Page extract:
- - -
The Story of Estella Hartt

Written by Rosemarie Parent.

Estella Hartt
Estella Hartt

Herb growing is an up-and-coming industry these days, but years ago the Arrow Lakes had its own flourishing herbal business.

Its owner was one of the area’s most enterprising and interesting women. Estella M. Hartt was born in Kingsclear, New Brunswick on March 20, 1876.

She completed her schooling and normal school training in New Brunswick and was one of six teachers chosen to attend a three month course in Nature and Science in Guelph, Ontario, at the turn of the century.

After the First World War, Miss Hartt taught school in Saskatchewan, where she became a well-known commercial teacher in the Success-Garbutt Business College circles. Later, she became principal of the Weyburn Success College.

Hartt retired in 1928 to care for her aging mother and came to the Arrow Lakes, where she purchased property at Bird’s Landing.

She had the soil of her property analyzed and found the soil suitable for growing ginseng and goldenseal. Cultivating these herbs, she developed a thriving business and was successful in finding European markets by shipping through the Botanical Gardens in Cincinatti and New York.

Estella Hartt on Stone Boat, on her property. Circa 1928.
Estella Hartt on Stone Boat, on her property. Circa 1928.

Ginseng and Goldenseal require shade to grow well, so she built waist-high fences and covered them with shakes. While the herbs were growing, Hartt planted varieties of walnut and hazelnut trees around her garden. When they were able to provide the shade required by the herbs, she removed the fences.

After a time, the herbs were replaced by a synthetic product and the market diminished. However, Hartt managed to keep her mother, her uncle and herself on her sales. She also helped to support the Three Hills Missionary School in Saskatchewan, which was a favorite charity of hers.
- - -
Collected data:
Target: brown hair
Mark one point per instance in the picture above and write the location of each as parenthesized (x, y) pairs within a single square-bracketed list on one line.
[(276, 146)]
- - -
Task set:
1. Retype everything in the Estella Hartt story from "Herb growing is" down to "March 20, 1876.".
2. Answer these questions about the Estella Hartt story:
(a) Where and on what date was Estella Hartt born?
(b) Which college did she later become principal of?
(c) What kinds of trees did she plant around her herb garden?
3. Could you proceed with the story of Estella Hartt from where it stops?

Answers to each task:
1.
Herb growing is an up-and-coming industry these days, but years ago the Arrow Lakes had its own flourishing herbal business.

Its owner was one of the area’s most enterprising and interesting women. Estella M. Hartt was born in Kingsclear, New Brunswick on March 20, 1876.

2.
(a) Kingsclear, New Brunswick, on March 20, 1876.
(b) The Weyburn Success College.
(c) Varieties of walnut and hazelnut trees.

3.
Her mother passed away in 1935 and her uncle in 1942. She continued to live alone until BC Hydro purchased her property in 1962. She then moved to Kaleden, near Penticton, and made her home with two close friends from her Weyburn College days.

Hartt is remembered for her hospitality and strength of character. She was interested in woodwork, taxidermy and nature study. Her collections of butterflies and insects ere beautifully mounted. She also had hundreds of specimens of prairie flowers and herbs, which were all botanically classified to make exceptional collections.

She was noted for her beautiful penmanship, Old English writing, pen and ink etchings and oil paintings. Pat Philcox, a pioneer of Bird’s Landing, remembers Hartt well because her family visited in the summers on a property close to hers. She gave marvelous dinners on beautiful English china and read Bible stories to the children.

Estella Hartt proved to be an entrepreneur extraodinaire at a time when women usually only entered into nursing and teaching professions. What is more, she did it with flair.